---- DATASET RECORDS

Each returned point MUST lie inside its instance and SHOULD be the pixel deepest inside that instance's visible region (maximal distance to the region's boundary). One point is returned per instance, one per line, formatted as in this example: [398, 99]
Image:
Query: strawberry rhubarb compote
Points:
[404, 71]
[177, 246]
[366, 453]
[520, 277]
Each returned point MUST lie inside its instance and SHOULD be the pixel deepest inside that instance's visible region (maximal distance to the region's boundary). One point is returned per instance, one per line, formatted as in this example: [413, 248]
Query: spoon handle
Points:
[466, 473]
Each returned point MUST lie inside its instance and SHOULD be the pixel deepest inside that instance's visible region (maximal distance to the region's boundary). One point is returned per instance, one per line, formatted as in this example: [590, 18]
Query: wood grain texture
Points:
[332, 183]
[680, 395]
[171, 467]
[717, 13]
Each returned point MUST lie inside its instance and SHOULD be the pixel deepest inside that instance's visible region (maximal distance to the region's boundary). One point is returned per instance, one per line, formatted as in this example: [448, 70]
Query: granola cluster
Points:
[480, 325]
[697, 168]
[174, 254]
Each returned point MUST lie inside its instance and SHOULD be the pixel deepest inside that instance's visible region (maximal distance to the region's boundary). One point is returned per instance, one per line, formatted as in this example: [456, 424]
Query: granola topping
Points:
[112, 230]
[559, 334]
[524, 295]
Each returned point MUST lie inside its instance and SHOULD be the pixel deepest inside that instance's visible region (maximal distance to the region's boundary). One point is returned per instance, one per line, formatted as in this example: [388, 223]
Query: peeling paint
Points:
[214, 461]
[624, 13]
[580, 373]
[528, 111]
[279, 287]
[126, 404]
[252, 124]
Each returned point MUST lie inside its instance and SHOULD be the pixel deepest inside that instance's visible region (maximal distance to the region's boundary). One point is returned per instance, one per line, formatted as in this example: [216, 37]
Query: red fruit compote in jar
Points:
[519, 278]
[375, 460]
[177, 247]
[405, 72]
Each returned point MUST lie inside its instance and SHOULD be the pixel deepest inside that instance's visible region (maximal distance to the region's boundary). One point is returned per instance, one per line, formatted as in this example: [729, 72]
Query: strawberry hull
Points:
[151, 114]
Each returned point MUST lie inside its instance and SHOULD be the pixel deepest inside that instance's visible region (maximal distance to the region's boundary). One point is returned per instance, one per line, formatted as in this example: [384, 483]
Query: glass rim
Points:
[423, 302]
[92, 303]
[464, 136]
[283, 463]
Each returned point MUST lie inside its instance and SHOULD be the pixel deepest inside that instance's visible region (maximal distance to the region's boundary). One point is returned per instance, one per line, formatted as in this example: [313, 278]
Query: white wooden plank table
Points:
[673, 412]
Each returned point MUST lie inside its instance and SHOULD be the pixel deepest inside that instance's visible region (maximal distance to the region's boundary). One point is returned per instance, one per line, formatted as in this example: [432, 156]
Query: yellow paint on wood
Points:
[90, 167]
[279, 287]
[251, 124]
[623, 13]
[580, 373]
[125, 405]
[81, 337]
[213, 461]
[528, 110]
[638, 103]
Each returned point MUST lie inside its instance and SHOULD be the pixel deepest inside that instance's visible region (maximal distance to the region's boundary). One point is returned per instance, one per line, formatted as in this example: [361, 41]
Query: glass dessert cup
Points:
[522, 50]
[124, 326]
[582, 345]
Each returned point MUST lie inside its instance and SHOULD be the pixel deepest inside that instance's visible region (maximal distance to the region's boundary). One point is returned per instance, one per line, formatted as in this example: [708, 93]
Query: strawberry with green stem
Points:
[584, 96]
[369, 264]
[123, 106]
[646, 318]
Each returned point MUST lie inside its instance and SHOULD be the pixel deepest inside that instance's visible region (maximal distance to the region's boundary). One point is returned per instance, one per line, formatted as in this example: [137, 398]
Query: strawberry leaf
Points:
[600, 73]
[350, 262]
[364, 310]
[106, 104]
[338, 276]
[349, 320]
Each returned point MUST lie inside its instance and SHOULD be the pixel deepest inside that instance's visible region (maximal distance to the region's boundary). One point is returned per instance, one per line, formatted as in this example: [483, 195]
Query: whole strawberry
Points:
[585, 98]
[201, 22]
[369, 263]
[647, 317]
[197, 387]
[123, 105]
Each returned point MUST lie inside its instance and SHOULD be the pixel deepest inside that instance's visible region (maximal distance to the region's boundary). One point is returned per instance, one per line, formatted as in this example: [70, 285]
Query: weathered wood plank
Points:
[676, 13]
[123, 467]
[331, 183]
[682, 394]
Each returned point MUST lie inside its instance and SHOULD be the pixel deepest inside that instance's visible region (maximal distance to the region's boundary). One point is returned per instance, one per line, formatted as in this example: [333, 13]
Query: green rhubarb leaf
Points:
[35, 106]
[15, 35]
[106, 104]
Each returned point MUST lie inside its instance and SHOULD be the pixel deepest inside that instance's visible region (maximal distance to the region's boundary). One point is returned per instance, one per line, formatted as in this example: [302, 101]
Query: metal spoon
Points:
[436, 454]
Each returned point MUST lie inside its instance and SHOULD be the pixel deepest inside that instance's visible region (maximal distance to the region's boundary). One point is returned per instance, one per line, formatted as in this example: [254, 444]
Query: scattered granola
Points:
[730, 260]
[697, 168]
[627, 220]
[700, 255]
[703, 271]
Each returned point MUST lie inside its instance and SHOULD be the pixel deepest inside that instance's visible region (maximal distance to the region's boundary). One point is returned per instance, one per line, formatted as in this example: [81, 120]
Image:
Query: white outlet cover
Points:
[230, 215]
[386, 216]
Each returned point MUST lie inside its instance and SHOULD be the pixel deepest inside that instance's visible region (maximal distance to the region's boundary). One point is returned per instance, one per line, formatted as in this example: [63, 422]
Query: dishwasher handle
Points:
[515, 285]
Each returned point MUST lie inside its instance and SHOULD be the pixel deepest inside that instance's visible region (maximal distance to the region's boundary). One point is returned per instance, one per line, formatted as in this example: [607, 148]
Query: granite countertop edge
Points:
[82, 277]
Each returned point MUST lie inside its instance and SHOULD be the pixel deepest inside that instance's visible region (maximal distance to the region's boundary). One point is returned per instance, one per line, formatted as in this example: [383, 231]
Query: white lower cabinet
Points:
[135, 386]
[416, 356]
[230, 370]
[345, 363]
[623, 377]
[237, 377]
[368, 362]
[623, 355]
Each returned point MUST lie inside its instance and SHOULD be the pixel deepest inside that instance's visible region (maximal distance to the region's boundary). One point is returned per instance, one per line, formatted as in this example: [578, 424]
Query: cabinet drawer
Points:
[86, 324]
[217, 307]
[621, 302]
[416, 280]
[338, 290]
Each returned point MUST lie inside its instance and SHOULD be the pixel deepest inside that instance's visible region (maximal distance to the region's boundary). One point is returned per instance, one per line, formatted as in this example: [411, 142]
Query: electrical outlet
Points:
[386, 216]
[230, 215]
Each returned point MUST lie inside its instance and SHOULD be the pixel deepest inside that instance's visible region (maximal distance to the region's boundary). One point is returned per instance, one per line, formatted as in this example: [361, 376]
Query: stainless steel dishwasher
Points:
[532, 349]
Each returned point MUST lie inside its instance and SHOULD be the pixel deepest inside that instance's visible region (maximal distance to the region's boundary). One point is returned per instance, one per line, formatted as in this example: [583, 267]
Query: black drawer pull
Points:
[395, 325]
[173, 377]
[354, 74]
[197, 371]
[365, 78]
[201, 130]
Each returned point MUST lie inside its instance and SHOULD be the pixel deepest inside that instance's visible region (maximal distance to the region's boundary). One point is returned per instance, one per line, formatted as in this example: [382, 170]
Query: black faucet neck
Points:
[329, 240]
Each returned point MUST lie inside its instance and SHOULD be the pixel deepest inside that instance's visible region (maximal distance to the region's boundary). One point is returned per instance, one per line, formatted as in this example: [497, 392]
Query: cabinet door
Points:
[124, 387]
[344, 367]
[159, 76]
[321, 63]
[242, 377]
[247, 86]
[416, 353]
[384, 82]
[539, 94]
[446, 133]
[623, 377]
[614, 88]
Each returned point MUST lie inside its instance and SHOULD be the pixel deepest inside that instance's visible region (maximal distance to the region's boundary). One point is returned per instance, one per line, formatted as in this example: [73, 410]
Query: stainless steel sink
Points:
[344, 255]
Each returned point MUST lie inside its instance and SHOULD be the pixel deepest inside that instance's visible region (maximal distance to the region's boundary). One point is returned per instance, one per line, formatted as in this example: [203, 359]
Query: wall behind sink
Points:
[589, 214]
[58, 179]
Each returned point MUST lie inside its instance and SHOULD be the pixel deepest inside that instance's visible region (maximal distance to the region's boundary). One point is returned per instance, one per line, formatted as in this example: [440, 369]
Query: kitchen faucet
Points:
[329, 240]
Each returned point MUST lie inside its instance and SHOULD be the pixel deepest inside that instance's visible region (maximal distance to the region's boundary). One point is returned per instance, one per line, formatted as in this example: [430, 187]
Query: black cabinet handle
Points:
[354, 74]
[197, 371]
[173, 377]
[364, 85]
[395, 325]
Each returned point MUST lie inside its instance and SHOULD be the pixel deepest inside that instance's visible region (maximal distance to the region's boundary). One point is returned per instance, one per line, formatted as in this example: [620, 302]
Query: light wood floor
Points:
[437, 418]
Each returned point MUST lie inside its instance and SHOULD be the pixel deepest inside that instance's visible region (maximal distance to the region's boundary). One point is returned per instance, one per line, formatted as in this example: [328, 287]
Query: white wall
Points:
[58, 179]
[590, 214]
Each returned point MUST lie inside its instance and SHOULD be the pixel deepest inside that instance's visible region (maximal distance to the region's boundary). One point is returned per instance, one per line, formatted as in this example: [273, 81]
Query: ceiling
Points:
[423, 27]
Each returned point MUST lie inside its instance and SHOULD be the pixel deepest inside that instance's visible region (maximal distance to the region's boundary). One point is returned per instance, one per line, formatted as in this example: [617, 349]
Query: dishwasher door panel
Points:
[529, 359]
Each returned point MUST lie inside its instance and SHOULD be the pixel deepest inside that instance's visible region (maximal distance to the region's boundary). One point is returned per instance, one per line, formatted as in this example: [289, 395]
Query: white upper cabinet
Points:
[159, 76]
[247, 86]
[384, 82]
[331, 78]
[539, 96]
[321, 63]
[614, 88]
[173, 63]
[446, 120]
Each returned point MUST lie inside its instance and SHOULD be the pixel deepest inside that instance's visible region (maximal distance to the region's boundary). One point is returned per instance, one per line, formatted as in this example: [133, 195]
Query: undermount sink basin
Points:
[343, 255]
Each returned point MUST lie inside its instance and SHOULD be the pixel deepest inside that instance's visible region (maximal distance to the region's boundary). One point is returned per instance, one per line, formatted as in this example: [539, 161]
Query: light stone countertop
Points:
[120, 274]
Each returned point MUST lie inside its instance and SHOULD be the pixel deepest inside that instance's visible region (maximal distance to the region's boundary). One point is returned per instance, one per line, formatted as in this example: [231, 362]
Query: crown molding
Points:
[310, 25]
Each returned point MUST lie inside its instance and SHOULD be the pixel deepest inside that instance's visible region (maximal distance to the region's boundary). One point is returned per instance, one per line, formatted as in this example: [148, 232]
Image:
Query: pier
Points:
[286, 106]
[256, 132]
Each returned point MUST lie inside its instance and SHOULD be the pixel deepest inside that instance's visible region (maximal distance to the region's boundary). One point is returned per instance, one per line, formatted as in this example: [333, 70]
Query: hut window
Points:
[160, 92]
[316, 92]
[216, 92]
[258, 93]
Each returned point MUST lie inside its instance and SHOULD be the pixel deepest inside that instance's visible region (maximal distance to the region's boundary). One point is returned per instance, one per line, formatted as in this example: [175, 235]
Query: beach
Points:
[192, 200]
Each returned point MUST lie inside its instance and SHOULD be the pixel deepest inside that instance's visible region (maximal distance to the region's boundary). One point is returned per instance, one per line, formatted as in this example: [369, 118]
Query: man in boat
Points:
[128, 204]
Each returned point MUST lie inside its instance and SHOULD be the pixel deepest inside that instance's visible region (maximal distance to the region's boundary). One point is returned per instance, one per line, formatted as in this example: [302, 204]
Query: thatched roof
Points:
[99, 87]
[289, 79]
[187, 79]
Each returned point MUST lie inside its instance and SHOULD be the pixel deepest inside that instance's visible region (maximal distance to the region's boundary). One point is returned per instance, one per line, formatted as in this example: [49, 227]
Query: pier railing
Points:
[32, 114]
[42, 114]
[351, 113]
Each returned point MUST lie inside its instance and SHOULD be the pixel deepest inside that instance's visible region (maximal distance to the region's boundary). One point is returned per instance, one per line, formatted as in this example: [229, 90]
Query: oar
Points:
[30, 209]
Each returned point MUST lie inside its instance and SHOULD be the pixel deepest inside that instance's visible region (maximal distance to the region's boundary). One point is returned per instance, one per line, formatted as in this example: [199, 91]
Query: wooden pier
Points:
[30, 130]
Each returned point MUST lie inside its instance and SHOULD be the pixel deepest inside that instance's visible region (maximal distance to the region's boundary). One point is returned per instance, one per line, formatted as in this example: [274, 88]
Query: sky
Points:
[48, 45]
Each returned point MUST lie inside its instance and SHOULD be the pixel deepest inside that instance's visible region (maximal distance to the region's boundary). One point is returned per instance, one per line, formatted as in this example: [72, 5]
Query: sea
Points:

--------

DIRECTIONS: With both ends included, please retype exactly the lines from the line containing "example: [199, 91]" to the final line of the data.

RESULT OF THE TASK:
Each returned point MUST lie inside its instance and SHOULD be the pixel deepest inside that instance's visible region (maximal distance to the region's boundary). One point is returned per instance, one per line, formatted as in this example: [199, 91]
Query: wooden pier
Points:
[30, 130]
Each returned point MUST lie inside its instance and SHOULD be the pixel deepest inside that instance's visible region (maximal distance to the region's boundary). One point is returned per instance, one per line, formatted as in this example: [274, 88]
Query: sky
Points:
[48, 45]
Each returned point MUST lie inside its instance and SHOULD be the pixel deepest inside that instance's visible region (maximal distance to the region's boundary). One point is returned per instance, one per line, formatted as in this example: [72, 5]
Query: sea
Points:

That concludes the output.